━━━━━ Data for the task ━━━━━

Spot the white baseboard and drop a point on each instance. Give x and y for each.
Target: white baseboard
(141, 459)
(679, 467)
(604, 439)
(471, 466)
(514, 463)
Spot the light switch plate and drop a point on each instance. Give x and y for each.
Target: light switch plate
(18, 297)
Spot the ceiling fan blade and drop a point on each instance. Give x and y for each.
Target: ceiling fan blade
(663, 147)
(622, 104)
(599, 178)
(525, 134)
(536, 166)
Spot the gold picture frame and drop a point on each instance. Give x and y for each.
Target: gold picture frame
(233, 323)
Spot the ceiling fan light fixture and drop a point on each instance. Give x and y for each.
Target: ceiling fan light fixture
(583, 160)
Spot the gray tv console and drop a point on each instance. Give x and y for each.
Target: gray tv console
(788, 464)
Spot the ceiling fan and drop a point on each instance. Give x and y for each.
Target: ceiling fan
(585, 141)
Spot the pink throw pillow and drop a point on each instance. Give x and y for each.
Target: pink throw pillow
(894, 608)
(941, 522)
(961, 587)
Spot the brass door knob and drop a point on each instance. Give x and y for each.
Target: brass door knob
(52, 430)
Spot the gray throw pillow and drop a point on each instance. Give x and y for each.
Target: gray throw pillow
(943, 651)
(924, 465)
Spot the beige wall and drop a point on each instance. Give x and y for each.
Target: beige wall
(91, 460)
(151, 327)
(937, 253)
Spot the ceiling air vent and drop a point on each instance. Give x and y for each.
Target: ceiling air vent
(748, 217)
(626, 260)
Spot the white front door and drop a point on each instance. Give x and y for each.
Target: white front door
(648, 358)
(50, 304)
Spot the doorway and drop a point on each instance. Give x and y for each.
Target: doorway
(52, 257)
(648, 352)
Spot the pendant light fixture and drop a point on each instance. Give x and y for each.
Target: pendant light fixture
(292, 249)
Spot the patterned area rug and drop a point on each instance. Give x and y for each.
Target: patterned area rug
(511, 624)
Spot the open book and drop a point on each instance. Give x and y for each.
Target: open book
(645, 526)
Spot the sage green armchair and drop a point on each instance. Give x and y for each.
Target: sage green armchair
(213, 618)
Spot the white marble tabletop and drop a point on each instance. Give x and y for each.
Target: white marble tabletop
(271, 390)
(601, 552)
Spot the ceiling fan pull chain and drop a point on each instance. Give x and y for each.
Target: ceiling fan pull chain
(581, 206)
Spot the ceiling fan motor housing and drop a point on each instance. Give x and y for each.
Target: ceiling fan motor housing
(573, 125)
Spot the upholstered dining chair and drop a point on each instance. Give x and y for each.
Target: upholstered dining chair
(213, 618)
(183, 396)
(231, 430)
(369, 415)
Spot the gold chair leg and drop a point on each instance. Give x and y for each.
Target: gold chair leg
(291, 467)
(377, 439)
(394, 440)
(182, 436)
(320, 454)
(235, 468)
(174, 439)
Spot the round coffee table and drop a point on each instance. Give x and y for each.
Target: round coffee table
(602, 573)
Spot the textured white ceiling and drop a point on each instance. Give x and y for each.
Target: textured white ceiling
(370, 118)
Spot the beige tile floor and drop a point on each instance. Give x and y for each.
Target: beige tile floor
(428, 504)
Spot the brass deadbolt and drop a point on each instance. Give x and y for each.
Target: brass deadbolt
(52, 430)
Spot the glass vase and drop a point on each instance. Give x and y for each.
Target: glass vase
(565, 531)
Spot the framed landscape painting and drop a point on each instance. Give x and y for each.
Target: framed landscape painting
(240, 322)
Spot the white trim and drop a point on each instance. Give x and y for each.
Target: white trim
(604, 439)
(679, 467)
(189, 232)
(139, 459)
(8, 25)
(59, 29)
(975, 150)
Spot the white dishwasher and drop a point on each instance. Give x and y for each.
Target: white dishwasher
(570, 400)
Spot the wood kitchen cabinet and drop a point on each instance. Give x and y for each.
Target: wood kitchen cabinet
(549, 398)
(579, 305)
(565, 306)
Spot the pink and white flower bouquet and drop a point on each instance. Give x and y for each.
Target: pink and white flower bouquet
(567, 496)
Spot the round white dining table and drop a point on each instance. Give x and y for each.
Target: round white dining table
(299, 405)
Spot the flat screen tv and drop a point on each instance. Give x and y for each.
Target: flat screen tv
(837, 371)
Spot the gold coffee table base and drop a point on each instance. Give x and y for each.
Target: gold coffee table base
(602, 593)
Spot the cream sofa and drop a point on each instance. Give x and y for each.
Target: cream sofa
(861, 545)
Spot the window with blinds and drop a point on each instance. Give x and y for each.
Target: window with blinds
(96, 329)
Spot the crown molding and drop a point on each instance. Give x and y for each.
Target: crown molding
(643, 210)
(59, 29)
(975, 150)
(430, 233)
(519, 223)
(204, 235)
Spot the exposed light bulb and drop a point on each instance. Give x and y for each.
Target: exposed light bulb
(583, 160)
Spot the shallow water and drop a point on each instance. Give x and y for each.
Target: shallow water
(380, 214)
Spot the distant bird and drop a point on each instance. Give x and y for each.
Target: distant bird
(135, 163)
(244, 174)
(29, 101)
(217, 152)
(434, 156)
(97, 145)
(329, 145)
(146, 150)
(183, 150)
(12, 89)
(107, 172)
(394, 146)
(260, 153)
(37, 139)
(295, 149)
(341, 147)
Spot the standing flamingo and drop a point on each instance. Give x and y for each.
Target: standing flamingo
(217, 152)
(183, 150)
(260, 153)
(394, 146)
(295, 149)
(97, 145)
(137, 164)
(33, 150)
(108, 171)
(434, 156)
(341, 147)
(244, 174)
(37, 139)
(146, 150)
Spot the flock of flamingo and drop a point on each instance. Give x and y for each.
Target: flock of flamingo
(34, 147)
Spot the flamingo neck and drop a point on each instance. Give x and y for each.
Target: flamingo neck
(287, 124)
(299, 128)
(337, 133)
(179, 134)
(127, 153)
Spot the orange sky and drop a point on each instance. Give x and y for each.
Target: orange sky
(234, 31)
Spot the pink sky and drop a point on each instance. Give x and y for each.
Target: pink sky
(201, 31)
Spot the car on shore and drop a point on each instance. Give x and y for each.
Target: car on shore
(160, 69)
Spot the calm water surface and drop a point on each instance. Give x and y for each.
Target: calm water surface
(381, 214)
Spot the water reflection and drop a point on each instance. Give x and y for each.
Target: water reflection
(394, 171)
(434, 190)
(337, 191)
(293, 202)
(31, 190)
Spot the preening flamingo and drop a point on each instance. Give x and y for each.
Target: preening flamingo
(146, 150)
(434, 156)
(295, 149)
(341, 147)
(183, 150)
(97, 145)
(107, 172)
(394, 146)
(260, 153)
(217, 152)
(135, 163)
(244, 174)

━━━━━

◆ **Assigned task**: The answer must restate each entry word for word.

◆ **Task output**:
Spot the white baseboard and drop a point on each instance. Give x and y for each.
Target: white baseboard
(141, 459)
(679, 467)
(604, 439)
(471, 466)
(514, 463)
Spot the light switch plate and drop a point on each instance. Give x and y for each.
Target: light switch plate
(18, 297)
Spot the ceiling fan blade and drop a point on each instance. Give x and y for each.
Target: ceiling fan blade
(663, 147)
(622, 104)
(599, 178)
(525, 134)
(536, 166)
Spot the gold picture frame and drop a point on each instance. Give x and y for each.
Target: gold picture frame
(233, 323)
Spot the ceiling fan light fixture and drop a point on each instance. Give x and y for each.
Target: ceiling fan light fixture
(583, 160)
Spot the gray tv console and drop a point on each instance. Give x and y for each.
Target: gray tv console
(788, 464)
Spot the ceiling fan and drop a point on each instance. Give x and y for each.
Target: ceiling fan
(585, 141)
Spot the pink throw pillow and drop a point on each instance. Give x and y for each.
Target: pink throw pillow
(894, 608)
(941, 522)
(961, 587)
Spot the brass door knob and drop a point on each instance. Give x and y for each.
Target: brass door knob
(52, 430)
Spot the gray throw pillow and drop a point on each instance. Give x and y for each.
Target: gray throw pillow
(943, 651)
(924, 465)
Spot the beige wall and drop a point on each instance. Give x and y for each.
Target: beige wall
(91, 460)
(151, 327)
(937, 253)
Spot the ceiling air vent and drop a point on each instance. Give x and y for each.
Target: ceiling air vent
(748, 217)
(626, 260)
Spot the white front door and drop a point on each instance. Give x and y for each.
Target: white front door
(648, 358)
(50, 304)
Spot the doorway and drop a point on each instance. Give x and y for each.
Target: doorway
(52, 257)
(648, 352)
Spot the pendant light fixture and drop a point on each instance. Give x and y for each.
Target: pendant light fixture
(292, 249)
Spot the patterned area rug and drop a point on each instance. Give x and y for each.
Target: patterned area rug
(511, 624)
Spot the open book and drop a point on each instance. Give x and y for each.
Target: open book
(645, 526)
Spot the sage green armchair and drop a point on each instance. Give x and y for each.
Target: sage green armchair
(213, 618)
Spot the white marble tabletop and drop a point on each instance. Give x and y for each.
Target: white marble tabletop
(271, 390)
(601, 552)
Spot the ceiling fan pull chain and drop a point on each instance. Give x and y for each.
Target: ceiling fan pull chain
(581, 206)
Spot the ceiling fan motor housing and drop a point on each instance. Give x and y for each.
Target: ceiling fan motor housing
(573, 125)
Spot the upholstered dining chair and drop a point on each instance. Give x and y for each.
Target: upholstered dining chair
(213, 618)
(183, 396)
(231, 430)
(369, 415)
Spot the gold chair leg and drop a point on each instance. Give x and y for each.
Target: gold chair leg
(291, 467)
(377, 439)
(394, 440)
(182, 436)
(320, 454)
(235, 468)
(174, 439)
Spot the round coffee table and drop a point on each instance. Give x and y for each.
Target: round coffee table
(602, 573)
Spot the textured white ceiling and drop a point on each instance. Give x and y for each.
Target: textured white ceiling
(370, 118)
Spot the beige tile floor and drop a point on each instance. Give x and y for each.
Target: beige tile floor
(428, 504)
Spot the brass deadbolt and drop a point on each instance. Give x and y for each.
Target: brass deadbolt
(52, 430)
Spot the glass vase and drop a point on each instance. Give x and y for each.
Target: glass vase
(565, 531)
Spot the framed landscape painting and drop a point on each instance. Give x and y for each.
Target: framed landscape painting
(240, 322)
Spot the white trim and drop a point on each instance. Give x and y for each.
Target: white trim
(604, 439)
(679, 467)
(189, 232)
(139, 459)
(8, 25)
(59, 29)
(975, 150)
Spot the white dishwasher and drop a point on each instance. Give x and y for each.
Target: white dishwasher
(570, 400)
Spot the wood kitchen cabinet and drop a point on each instance. Give x and y for each.
Target: wood kitchen cabinet
(549, 398)
(579, 305)
(565, 306)
Spot the pink and white flower bouquet and drop a point on each instance. Give x and y for each.
Target: pink and white flower bouquet
(567, 496)
Spot the round white dining table and drop a point on each instance. Give x and y for each.
Target: round white dining table
(299, 405)
Spot the flat screen tv and drop a point on each instance. Give x and y for each.
Target: flat screen tv
(837, 371)
Spot the gold coffee table base and drop a point on each instance. Give x and y for each.
Target: gold coffee table base
(602, 593)
Spot the cream sofa and drop a point on each instance. Give x and y for each.
Target: cream sofa
(861, 545)
Spot the window with blinds and drop a point on each instance. Give x and y for each.
Target: window with blinds
(96, 329)
Spot the crown molding and drop a point on each instance. Give x and y for each.
Target: crown molding
(643, 210)
(59, 29)
(975, 150)
(430, 233)
(519, 223)
(204, 235)
Spot the exposed light bulb and drop a point on each instance. Give x and y for each.
Target: exposed light bulb
(583, 160)
Spot the shallow water and drop a point on each instance. Give x and y for each.
Target: shallow water
(380, 214)
Spot the distant bird and drop a point on each instance. Give x and y for each.
Target: distant bird
(135, 163)
(244, 174)
(29, 101)
(217, 152)
(434, 156)
(97, 145)
(329, 145)
(146, 150)
(183, 150)
(12, 89)
(107, 172)
(394, 146)
(260, 153)
(37, 139)
(295, 149)
(341, 147)
Spot the standing flamingo and drop a point on each instance. Give x and y for each.
Target: standing flamingo
(217, 152)
(183, 150)
(260, 153)
(394, 146)
(295, 149)
(97, 145)
(137, 164)
(33, 150)
(108, 171)
(434, 156)
(341, 147)
(244, 174)
(37, 139)
(146, 150)
Spot the flock of flamingo and drop a point on each instance. Give x and y for each.
Target: flock of flamingo
(34, 147)
Spot the flamingo neck and drop a point on each instance. Give x and y for each.
Target: flamingo neck
(287, 124)
(299, 128)
(337, 133)
(179, 134)
(127, 153)
Spot the orange sky and drop a point on each instance. Give x and y for each.
Target: orange sky
(234, 31)
Spot the pink sky and drop a point on each instance. Give x and y for each.
Target: pink sky
(201, 31)
Spot the car on shore and drop a point on each instance. Give x and y for each.
Target: car on shore
(160, 69)
Spot the calm water surface and drop a point on each instance. Give x and y for each.
Target: calm water surface
(381, 214)
Spot the water reflection and drop a point on each instance. Give x and y for each.
Target: water reflection
(394, 171)
(434, 190)
(337, 191)
(293, 202)
(31, 190)
Spot the preening flamingo and drop a point on each instance. Give x and y for each.
Target: preening flamingo
(146, 150)
(434, 156)
(295, 149)
(341, 147)
(183, 150)
(97, 145)
(107, 172)
(394, 146)
(260, 153)
(217, 152)
(135, 163)
(244, 174)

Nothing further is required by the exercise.